### Input for this task
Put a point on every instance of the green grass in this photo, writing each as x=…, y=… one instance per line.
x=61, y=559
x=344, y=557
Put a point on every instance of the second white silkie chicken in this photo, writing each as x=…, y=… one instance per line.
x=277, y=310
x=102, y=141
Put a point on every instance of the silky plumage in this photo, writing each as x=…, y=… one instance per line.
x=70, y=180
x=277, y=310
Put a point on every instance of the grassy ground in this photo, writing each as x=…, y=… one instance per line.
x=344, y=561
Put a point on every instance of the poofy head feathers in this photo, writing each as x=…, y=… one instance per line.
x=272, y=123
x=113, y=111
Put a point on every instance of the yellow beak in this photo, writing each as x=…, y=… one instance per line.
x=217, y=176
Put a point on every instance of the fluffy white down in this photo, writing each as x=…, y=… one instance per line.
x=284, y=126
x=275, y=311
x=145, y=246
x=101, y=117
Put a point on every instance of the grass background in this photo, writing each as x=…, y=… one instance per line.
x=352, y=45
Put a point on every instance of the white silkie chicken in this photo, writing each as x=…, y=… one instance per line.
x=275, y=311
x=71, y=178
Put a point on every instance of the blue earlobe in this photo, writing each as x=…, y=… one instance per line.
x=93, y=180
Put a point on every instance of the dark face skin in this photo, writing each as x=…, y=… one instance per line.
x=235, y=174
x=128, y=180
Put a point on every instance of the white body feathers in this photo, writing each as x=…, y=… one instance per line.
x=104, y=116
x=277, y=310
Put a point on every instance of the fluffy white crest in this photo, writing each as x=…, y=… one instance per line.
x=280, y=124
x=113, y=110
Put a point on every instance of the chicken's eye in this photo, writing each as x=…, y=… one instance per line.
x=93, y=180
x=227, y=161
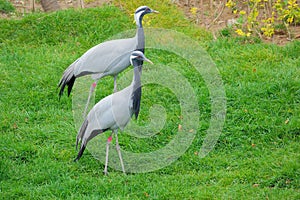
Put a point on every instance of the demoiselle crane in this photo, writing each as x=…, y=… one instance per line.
x=108, y=58
x=114, y=111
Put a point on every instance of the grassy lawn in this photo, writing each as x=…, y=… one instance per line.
x=256, y=157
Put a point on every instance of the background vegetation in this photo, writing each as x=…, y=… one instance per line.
x=257, y=155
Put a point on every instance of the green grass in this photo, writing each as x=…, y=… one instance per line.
x=256, y=157
x=6, y=6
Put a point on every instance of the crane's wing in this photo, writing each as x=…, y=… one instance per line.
x=101, y=57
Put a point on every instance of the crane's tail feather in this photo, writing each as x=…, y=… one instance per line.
x=68, y=79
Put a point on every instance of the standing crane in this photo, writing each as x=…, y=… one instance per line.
x=114, y=111
x=108, y=58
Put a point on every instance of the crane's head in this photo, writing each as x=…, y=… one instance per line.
x=137, y=57
x=140, y=12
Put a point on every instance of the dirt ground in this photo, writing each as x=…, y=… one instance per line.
x=213, y=17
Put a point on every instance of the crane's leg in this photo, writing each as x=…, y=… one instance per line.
x=109, y=139
x=119, y=152
x=115, y=83
x=92, y=89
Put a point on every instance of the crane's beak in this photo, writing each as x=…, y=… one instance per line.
x=149, y=61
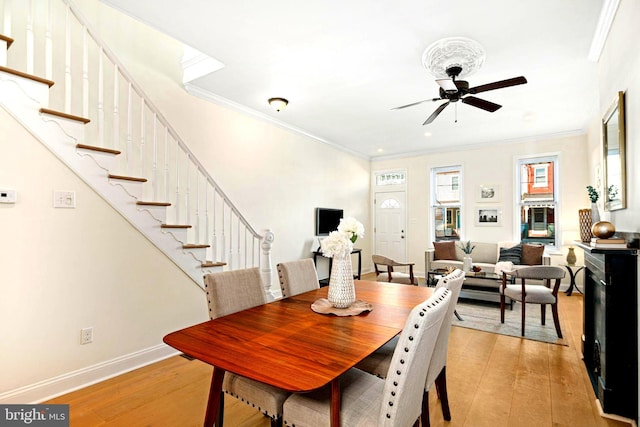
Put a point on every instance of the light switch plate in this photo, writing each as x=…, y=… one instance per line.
x=64, y=199
x=7, y=196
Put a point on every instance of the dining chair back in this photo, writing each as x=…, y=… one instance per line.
x=385, y=270
x=367, y=400
x=297, y=277
x=545, y=294
x=230, y=292
x=409, y=368
x=438, y=367
x=378, y=362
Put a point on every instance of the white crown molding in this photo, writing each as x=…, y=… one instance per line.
x=608, y=12
x=220, y=100
x=485, y=144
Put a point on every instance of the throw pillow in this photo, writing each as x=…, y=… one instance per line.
x=512, y=254
x=532, y=254
x=444, y=250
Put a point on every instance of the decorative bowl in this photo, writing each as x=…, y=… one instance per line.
x=603, y=229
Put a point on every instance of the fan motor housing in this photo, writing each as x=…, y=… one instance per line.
x=463, y=89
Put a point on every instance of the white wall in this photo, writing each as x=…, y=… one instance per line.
x=282, y=176
x=489, y=165
x=64, y=270
x=618, y=70
x=67, y=269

### Problem to solve
Write out all of the material above word for word, leaving out the pictures.

### Full output
Put a point on every instance of the green grass in this photo, writing each as x=…, y=… one instance per line.
x=61, y=559
x=344, y=557
Put a point on every instance of the second white silkie chicken in this photo, writing each as x=…, y=… one instance per line.
x=277, y=310
x=102, y=141
Put a point on every instance of the silky plumage in this photo, writing each as x=…, y=… one instance per line.
x=70, y=180
x=277, y=310
Put a point on every instance of the grassy ground in this photo, writing each as x=…, y=… one instance per line.
x=344, y=561
Put a point on every instance of the poofy head feathers in this photo, writing each as x=…, y=… one instance per line.
x=272, y=123
x=113, y=111
Put a point on every instance of the yellow beak in this photo, writing each as x=…, y=… one instance per line.
x=217, y=176
Put a point on every instance of the fluffy white down in this photo, writing each as x=…, y=… one instance per line.
x=284, y=126
x=275, y=311
x=145, y=246
x=101, y=117
Put a point on every instance of the grass background in this photo, writing each as x=…, y=… one instance per line.
x=352, y=45
Put a point on every instance of the white silkie chicken in this photo, writing each as x=…, y=… one instance per line.
x=275, y=311
x=71, y=178
Put a point on every instance of the blue earlobe in this photo, writing each as x=…, y=… one instance per line.
x=93, y=180
Put a point on every instance of the dark face skin in this photo, writing each as x=…, y=… one instance per line.
x=235, y=174
x=128, y=180
Put a point on every instance of the white body feathers in this photo, writing each as x=…, y=… one instance per line.
x=104, y=116
x=277, y=310
Put a point on every instance of the fluffy white crest in this photo, writing each as x=…, y=… one instance per line.
x=280, y=124
x=113, y=110
Put a point on every instance of the chicken's eye in this photo, writing each as x=…, y=… one instance per line.
x=93, y=180
x=227, y=161
Put a point on every instance of the demoiselle crane in this photo, writing each as x=…, y=… one instance per line.
x=108, y=58
x=114, y=111
Put a point on every instance of the grassy lawn in this photo, writing each as x=…, y=… one instance per line.
x=256, y=157
Put a point on every instance of the background vegetation in this photo, writing each as x=…, y=… one instance per line.
x=257, y=155
Put a point on every instance of the green grass in this photo, writing each as x=…, y=… one instance per line.
x=256, y=157
x=6, y=6
Put a point on every instance of the crane's wing in this photo, writing each as x=…, y=… one instance per line.
x=101, y=57
Put a point on every instance of the crane's tail feather in this photo, writing each as x=…, y=… one instance per line.
x=68, y=79
Put a point on every instance of the standing crane in this photo, writing each as x=…, y=… one instance per line.
x=114, y=111
x=108, y=58
Put a point on every instance of the crane's head in this photo, writing each as x=…, y=… one instance per line.
x=137, y=57
x=140, y=12
Put a point on every instance of the dirt ground in this photo, writing each as x=…, y=… one instance per line.
x=213, y=17
Put a point on every instance of the crane's leg in this photo, writing each as x=…, y=… one instance per line.
x=109, y=139
x=119, y=152
x=115, y=83
x=92, y=89
Put a point on every instance of the crane's beak in this photo, writing each as x=…, y=… one instance per line.
x=149, y=61
Put a point on every instance of the light switch plate in this photo, writing each as x=…, y=… one instance per line.
x=64, y=199
x=7, y=196
Put a point on every instance of the dining chair back in this photo, writing each as x=…, y=… one instance per line.
x=385, y=270
x=367, y=400
x=297, y=277
x=545, y=294
x=230, y=292
x=409, y=368
x=438, y=367
x=378, y=362
Put a point on every instance of the white crown molding in this photo, writing each as x=…, y=… one instance per line.
x=608, y=12
x=220, y=100
x=485, y=144
Put a point on every instance of the throw pillow in this photo, writing each as x=…, y=… one instance per line.
x=512, y=254
x=532, y=254
x=444, y=250
Put a point on every instance of the decorative bowl in this photo, writing each as x=…, y=… one instance per line.
x=603, y=229
Put a point on every instance of the fan motor housing in this photo, writing each as x=…, y=… one instance per line.
x=463, y=89
Put a point on every instance of the white wall in this photo, writing each as x=…, y=… one instance per line.
x=282, y=176
x=489, y=165
x=64, y=270
x=618, y=70
x=67, y=269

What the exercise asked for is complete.